_Your goal_
Exact copies of all the lines below are required, with the pictures omitted.

[Records drawn from a dataset]
=== Begin Enclosure ===

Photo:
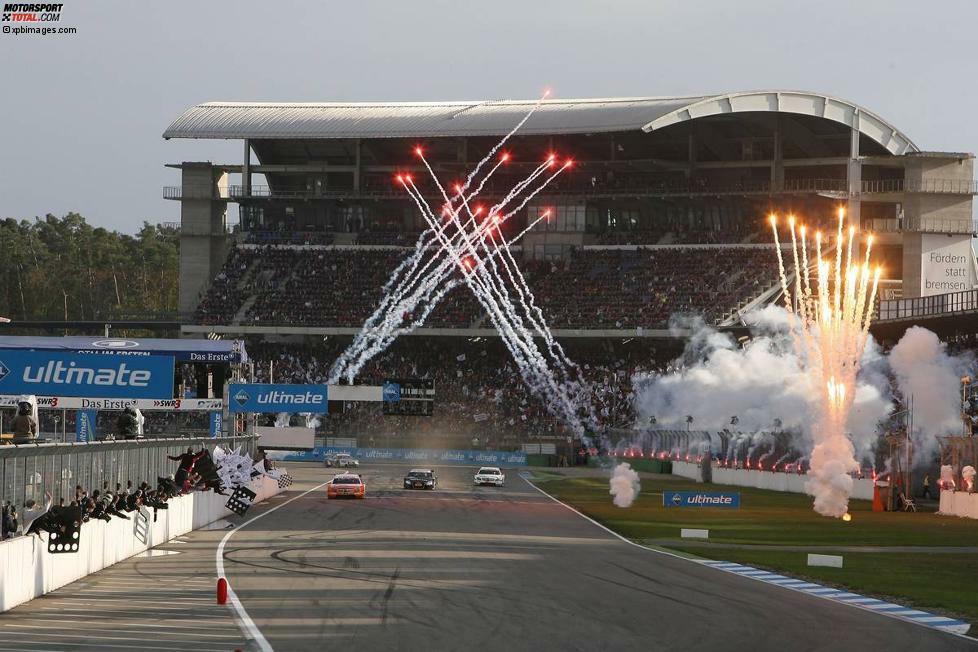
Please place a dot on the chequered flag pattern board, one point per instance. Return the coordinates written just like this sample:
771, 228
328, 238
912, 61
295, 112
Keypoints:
69, 540
240, 500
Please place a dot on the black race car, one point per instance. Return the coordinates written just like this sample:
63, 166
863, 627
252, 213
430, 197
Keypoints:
420, 479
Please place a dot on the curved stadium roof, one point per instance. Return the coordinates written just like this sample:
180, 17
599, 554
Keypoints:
273, 120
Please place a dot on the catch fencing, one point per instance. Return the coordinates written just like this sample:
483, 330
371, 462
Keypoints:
28, 471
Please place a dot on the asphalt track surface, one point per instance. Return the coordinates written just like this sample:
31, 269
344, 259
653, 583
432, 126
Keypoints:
457, 568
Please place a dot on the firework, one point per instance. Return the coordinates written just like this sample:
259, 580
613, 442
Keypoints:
832, 311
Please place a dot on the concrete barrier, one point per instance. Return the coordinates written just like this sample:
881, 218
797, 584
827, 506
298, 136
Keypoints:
28, 571
862, 488
958, 503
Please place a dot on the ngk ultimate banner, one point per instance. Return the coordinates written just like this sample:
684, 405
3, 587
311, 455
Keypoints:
55, 373
277, 398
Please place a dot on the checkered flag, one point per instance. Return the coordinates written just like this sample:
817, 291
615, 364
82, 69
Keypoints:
66, 536
240, 500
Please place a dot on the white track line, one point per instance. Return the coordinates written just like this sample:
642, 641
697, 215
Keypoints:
669, 554
247, 625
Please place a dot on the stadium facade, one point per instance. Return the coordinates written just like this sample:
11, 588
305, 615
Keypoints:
321, 174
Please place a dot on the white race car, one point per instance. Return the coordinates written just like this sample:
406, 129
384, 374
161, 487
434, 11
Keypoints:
489, 475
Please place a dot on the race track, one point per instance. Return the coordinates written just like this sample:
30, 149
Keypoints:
463, 568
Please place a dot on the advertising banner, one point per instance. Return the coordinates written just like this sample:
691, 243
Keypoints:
725, 500
947, 264
415, 456
217, 421
278, 398
56, 373
85, 425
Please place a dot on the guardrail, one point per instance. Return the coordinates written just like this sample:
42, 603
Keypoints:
934, 186
29, 470
920, 225
934, 306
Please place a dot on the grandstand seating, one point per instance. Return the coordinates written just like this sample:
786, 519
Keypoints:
592, 289
479, 392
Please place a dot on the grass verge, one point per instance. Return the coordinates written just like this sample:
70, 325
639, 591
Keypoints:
928, 580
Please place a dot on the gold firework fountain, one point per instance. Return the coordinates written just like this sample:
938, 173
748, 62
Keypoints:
831, 303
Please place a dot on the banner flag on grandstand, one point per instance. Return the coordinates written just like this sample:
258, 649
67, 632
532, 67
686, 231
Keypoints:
292, 399
217, 422
85, 425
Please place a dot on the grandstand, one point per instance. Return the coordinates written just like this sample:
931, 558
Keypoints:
663, 214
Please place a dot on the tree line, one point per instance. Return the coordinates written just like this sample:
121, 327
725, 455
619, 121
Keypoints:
64, 268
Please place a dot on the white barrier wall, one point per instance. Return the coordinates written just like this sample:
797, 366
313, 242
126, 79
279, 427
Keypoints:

=== End Enclosure ===

_Solved exercise_
Photo:
Please place a dot on the chequered flag pattern board, one point per instance. Return the coordinates written just like this sample:
771, 228
328, 238
912, 61
295, 112
Keypoints:
69, 540
240, 500
Please place a dot on the black race car, one point per instance. Return the coordinates written just like this sample:
63, 166
863, 627
252, 213
430, 197
Keypoints:
420, 479
Please place a dot on the curved stadium roof, one point per instance. Return the coordinates written just like this sample:
180, 17
599, 554
Keypoints:
273, 120
Please place a dot on the catch fencing, one point per instance. Return the coordinates written just like this sample:
483, 330
371, 462
Keypoints:
28, 471
Please place a dot on the asphalt track surface, one point per instance. Return the coordinates written just like this sample:
31, 269
344, 259
653, 583
432, 126
Keypoints:
457, 568
Please place a dot on the firework, one point per instance. Return the coordinates written just like this sample:
259, 580
613, 442
Keypoints:
832, 311
Please place a dot on the concrete barrier, one point per instance. Return the coordinates written just like this sample:
881, 218
797, 584
827, 506
298, 136
Keypoints:
28, 571
862, 488
958, 503
Please place a dot on the ngk ultimate banner, one point per instance. Return the coordinates written just like this sample:
684, 405
3, 587
311, 455
Keypoints:
55, 373
277, 398
Please place a dot on the checkered flag, one point per instance. Return the coordinates written just like this sample:
817, 291
615, 364
82, 69
Keypoints:
66, 536
240, 500
Please place a dot on the white track line, one point per instance. Return the coordinates written just like this sample:
642, 641
697, 215
Keypoints:
669, 554
247, 625
Please place a dot on the stadium facade, one point per instance. Return the coordinates written just like this sample:
11, 588
305, 615
Keypoints:
321, 174
Please place a dot on the white race car, one point per instance. Return the coordinates written just like this sample:
406, 129
384, 374
161, 487
434, 11
Keypoints:
489, 475
Please place a dot on the race track, one point per instance. Return the coordinates written just like this sample:
30, 149
Keypoints:
463, 568
Please place a dot on the advertising banner, one point per instance. Return the coordinates written just like this sample:
691, 243
Keypoints:
725, 500
947, 264
415, 456
217, 421
278, 398
56, 373
85, 425
Please place a dot on the guardrail, one point per instance. Return the coordinates written just like this sample:
42, 603
Keypoints:
934, 186
29, 470
920, 225
934, 306
Please place a dot on the grandstand seating, one point per instance. Return the coordinates written just like this sample:
786, 519
Keypoints:
592, 289
479, 392
Please place a dot on the grass verge, one point per instance. Return the coordinates written just like this sample:
70, 325
639, 591
Keypoints:
928, 580
Please place a dot on the gold firework fountain, one point per instance. Return the coordinates written just like this sample:
938, 173
748, 62
Keypoints:
831, 303
Please place a dot on the banner flag on grandstand, one point per instance. Return the coordinates written just like this sample:
258, 649
67, 632
532, 67
686, 231
Keypoints:
292, 399
217, 422
85, 425
Please place a dot on the grandstand, one point per instance. Return the coordinates written just like this sample:
931, 558
Keypoints:
663, 214
Please place a dot on the tree line, one point per instance. Return the coordinates written just like this sample:
121, 327
725, 455
619, 121
Keypoints:
64, 268
Please place a dot on the white barrier wall, one point per instance. Return the coordinates written just like this sample:
797, 366
313, 242
126, 79
279, 427
Keypoints:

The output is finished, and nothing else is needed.